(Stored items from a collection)
────────────────────────────────────────

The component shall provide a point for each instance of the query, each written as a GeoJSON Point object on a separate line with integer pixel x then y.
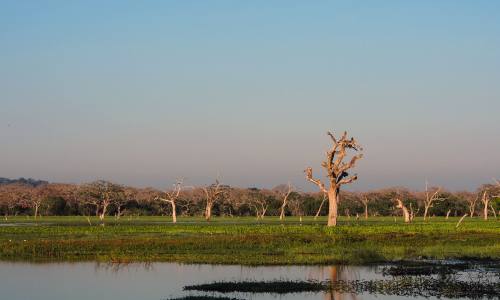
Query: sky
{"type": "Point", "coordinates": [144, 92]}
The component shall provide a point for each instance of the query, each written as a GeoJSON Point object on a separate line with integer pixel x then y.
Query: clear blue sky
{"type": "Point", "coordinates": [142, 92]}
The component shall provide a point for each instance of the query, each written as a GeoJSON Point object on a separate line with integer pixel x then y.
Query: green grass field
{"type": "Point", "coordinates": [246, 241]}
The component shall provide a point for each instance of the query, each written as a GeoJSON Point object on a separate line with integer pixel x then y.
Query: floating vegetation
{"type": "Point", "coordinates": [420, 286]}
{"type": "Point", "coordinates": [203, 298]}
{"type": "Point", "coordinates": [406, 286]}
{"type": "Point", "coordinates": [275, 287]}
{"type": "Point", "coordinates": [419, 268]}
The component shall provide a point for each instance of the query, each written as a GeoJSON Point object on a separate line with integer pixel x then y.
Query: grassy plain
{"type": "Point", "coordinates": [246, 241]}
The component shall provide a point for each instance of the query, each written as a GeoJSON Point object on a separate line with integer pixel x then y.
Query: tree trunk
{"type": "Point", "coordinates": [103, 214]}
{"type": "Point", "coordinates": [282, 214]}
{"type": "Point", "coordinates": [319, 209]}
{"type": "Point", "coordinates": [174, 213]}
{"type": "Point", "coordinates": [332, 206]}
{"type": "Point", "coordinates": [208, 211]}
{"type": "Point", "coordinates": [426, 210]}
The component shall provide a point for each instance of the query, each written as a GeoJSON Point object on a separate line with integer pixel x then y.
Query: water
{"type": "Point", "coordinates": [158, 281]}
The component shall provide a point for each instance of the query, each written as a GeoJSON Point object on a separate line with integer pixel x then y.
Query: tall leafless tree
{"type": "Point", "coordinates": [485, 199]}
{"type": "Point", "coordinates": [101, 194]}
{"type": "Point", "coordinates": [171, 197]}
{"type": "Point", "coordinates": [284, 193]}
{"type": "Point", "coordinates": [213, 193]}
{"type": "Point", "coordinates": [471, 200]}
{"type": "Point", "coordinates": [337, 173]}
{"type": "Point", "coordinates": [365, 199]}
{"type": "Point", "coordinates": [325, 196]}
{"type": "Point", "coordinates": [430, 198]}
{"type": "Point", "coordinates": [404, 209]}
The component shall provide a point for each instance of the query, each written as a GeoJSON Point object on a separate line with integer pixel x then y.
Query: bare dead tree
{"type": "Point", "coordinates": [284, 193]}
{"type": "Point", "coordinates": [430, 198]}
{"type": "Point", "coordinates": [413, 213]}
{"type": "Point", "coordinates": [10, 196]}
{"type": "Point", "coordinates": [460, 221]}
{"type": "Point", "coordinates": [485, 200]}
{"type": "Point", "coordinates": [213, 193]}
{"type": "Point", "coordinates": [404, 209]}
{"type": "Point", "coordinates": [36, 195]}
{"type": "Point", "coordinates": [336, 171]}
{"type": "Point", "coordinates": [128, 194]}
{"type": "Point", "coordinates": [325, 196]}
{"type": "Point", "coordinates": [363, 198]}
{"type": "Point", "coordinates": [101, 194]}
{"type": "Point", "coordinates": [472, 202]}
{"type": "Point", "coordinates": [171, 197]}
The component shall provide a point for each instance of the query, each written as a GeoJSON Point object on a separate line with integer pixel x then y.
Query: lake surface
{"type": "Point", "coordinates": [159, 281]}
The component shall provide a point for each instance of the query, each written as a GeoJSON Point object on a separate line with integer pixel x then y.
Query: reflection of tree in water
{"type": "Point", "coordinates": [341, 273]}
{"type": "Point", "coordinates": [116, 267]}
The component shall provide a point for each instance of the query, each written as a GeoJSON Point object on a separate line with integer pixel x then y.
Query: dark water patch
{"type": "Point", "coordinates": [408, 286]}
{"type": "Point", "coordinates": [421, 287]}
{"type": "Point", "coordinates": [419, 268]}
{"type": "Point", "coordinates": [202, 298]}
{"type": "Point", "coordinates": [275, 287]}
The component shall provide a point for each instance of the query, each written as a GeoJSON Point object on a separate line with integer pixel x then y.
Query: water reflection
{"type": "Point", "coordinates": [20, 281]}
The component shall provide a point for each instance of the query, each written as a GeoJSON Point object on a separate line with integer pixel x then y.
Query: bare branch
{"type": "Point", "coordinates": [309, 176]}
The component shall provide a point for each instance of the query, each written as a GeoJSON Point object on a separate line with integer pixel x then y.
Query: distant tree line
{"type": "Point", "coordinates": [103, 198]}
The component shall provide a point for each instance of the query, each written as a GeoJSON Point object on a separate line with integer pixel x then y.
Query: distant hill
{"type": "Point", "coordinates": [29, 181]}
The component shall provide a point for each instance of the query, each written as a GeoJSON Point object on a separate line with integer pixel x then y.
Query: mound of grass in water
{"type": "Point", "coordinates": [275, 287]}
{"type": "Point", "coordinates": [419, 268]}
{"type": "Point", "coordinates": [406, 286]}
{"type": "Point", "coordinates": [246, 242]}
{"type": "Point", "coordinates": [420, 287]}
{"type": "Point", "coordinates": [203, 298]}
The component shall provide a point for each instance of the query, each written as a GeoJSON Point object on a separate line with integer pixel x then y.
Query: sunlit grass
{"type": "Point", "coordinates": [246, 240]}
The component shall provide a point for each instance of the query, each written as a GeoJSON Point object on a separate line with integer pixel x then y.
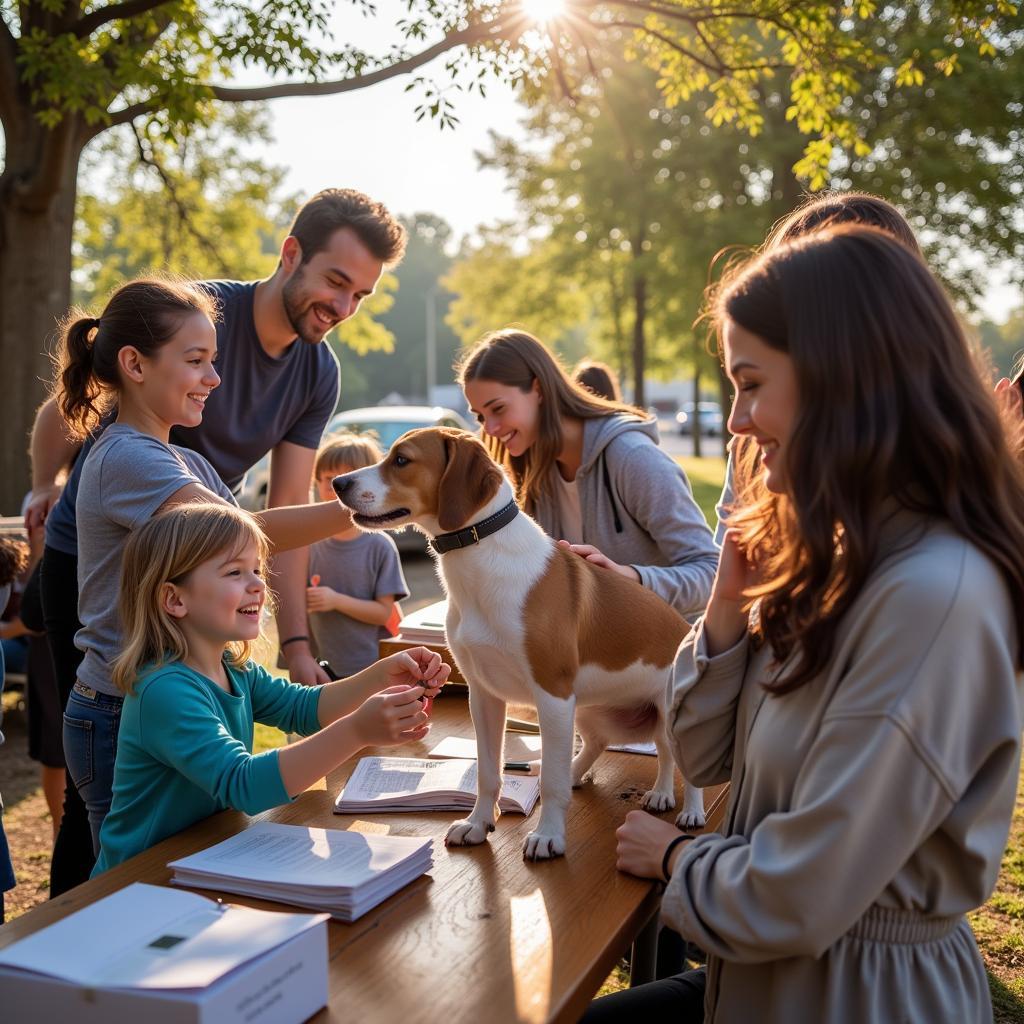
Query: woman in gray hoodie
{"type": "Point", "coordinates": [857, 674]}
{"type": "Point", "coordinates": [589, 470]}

────────────────────────────────────────

__WHAT YOU HAVE TO DO__.
Retype every record above exactly as written, but leave out the pictures.

__OUTPUT OF THE TASK__.
The component shall provide a point for each instance of the query, each written as a GeoJSON Point object on a separate line with integer pixel x then y.
Query: sky
{"type": "Point", "coordinates": [144, 92]}
The component shall provide a point for each instance of the query, each written as a GeoJSON Point object on a separate line with integer pixel x then y.
Query: clear blue sky
{"type": "Point", "coordinates": [142, 92]}
The component shall provide a point for each instance of the query, each written as a GeoJSON Point object on a separate line with integer pixel x then y.
Query: green grass field
{"type": "Point", "coordinates": [246, 241]}
The component shall provide a point for each instance of the query, each written as a GeoJSON Point object on a separate line with integer pixel x then y.
Query: floating vegetation
{"type": "Point", "coordinates": [420, 286]}
{"type": "Point", "coordinates": [203, 298]}
{"type": "Point", "coordinates": [406, 286]}
{"type": "Point", "coordinates": [275, 287]}
{"type": "Point", "coordinates": [419, 268]}
The component shall provide a point for each instance of the query, each written as a GeoJSON Point object on a separate line with integer pixel x then y.
Query: grassy plain
{"type": "Point", "coordinates": [246, 241]}
The component shall provide a point for each instance of the query, each written as a GeoJSON Point object on a separate line with integer pixel x then y.
Query: tree trunk
{"type": "Point", "coordinates": [103, 214]}
{"type": "Point", "coordinates": [282, 214]}
{"type": "Point", "coordinates": [319, 209]}
{"type": "Point", "coordinates": [174, 213]}
{"type": "Point", "coordinates": [332, 206]}
{"type": "Point", "coordinates": [208, 211]}
{"type": "Point", "coordinates": [426, 210]}
The component shall provide a point for each instance of the query, each written as a GeoJSON Point object on a separate line with integer pixel x then y.
Query: water
{"type": "Point", "coordinates": [158, 281]}
The component shall provide a point for each instance of the query, each written as a GeoJSON Point object on a separate line with integer pixel x then y.
Query: tall leafless tree
{"type": "Point", "coordinates": [485, 199]}
{"type": "Point", "coordinates": [101, 194]}
{"type": "Point", "coordinates": [171, 197]}
{"type": "Point", "coordinates": [284, 193]}
{"type": "Point", "coordinates": [213, 193]}
{"type": "Point", "coordinates": [471, 200]}
{"type": "Point", "coordinates": [337, 173]}
{"type": "Point", "coordinates": [365, 199]}
{"type": "Point", "coordinates": [325, 196]}
{"type": "Point", "coordinates": [430, 198]}
{"type": "Point", "coordinates": [404, 209]}
The component shall provide a point for each instance of the query, each written as a GeoJSON Point object on a separate line with integer pixel x then y.
Query: bare dead tree
{"type": "Point", "coordinates": [284, 193]}
{"type": "Point", "coordinates": [430, 198]}
{"type": "Point", "coordinates": [413, 213]}
{"type": "Point", "coordinates": [10, 196]}
{"type": "Point", "coordinates": [460, 221]}
{"type": "Point", "coordinates": [485, 200]}
{"type": "Point", "coordinates": [213, 193]}
{"type": "Point", "coordinates": [404, 209]}
{"type": "Point", "coordinates": [36, 195]}
{"type": "Point", "coordinates": [336, 171]}
{"type": "Point", "coordinates": [128, 194]}
{"type": "Point", "coordinates": [325, 196]}
{"type": "Point", "coordinates": [363, 198]}
{"type": "Point", "coordinates": [101, 194]}
{"type": "Point", "coordinates": [472, 202]}
{"type": "Point", "coordinates": [171, 197]}
The component shall provide a point for each instance of the query, each written as a GeoJSON Point object on a separate line with integer pixel x then y.
Query: lake surface
{"type": "Point", "coordinates": [159, 281]}
The component shall provide a point for each instance of the query, each written as a GeoJSON Point object on a separate line with integer pixel x then y.
Query: reflection of tree in water
{"type": "Point", "coordinates": [341, 273]}
{"type": "Point", "coordinates": [116, 267]}
The component shall provide a point for each instance of the query, each written as a GeoJSON Point object on a separate line with integer pixel x then y.
Query: dark water patch
{"type": "Point", "coordinates": [408, 286]}
{"type": "Point", "coordinates": [421, 287]}
{"type": "Point", "coordinates": [419, 268]}
{"type": "Point", "coordinates": [202, 298]}
{"type": "Point", "coordinates": [275, 287]}
The component shall provide a point for each instance of the query, each written as a GeoJSON Point object on a separate line with integer pixel x then y.
Query: water reflection
{"type": "Point", "coordinates": [20, 281]}
The component shall provide a point for each instance of the query, each written as a GeoJSON Point object on a separate line with integer pixel x then y.
Query: bare branch
{"type": "Point", "coordinates": [309, 176]}
The component shall provide a point for each instance of the query, each written as a GeoJSON Point object on a separate line with integer pixel x then y.
Query: distant tree line
{"type": "Point", "coordinates": [103, 198]}
The component shall provide a point for each instance of the query, each written as a GeoJSON Point object on a separate line with integer pixel x then y.
Query: distant hill
{"type": "Point", "coordinates": [29, 181]}
The component shall provide a point for each instance of the query, each written as a GeoJSON Point object on a separate line with integer pixel x then y.
Query: mound of grass in water
{"type": "Point", "coordinates": [275, 287]}
{"type": "Point", "coordinates": [419, 268]}
{"type": "Point", "coordinates": [406, 286]}
{"type": "Point", "coordinates": [246, 242]}
{"type": "Point", "coordinates": [420, 287]}
{"type": "Point", "coordinates": [203, 298]}
The component shall provide a point for each instance of the query, each written as a GeoJSON Point object on a separate line with integer pixel x then y.
Query: sunlit grass
{"type": "Point", "coordinates": [246, 240]}
The component shall provide a point for each instance of the query, each written as a GeoJSON Point object on a separate line with integer pixel x then y.
Query: woman in gray hoodie
{"type": "Point", "coordinates": [857, 674]}
{"type": "Point", "coordinates": [589, 470]}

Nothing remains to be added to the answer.